*STORED ROWS*.
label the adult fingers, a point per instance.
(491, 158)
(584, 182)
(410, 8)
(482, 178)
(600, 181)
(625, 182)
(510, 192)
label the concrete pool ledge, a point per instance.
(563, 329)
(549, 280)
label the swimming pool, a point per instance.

*TASK GOAL*. Please copy every line above, keeping all text as it is but scaling each point coordinate by 2.3 and rounding the result to a whole number, with halves rounded up.

*RESULT*.
label the adult fingers, a point per instance.
(1129, 363)
(1343, 419)
(943, 18)
(1109, 409)
(1380, 416)
(1438, 419)
(1173, 442)
label the concrete pool ledge, a point per instance.
(1295, 757)
(1263, 644)
label the swimming pool, a point per instance.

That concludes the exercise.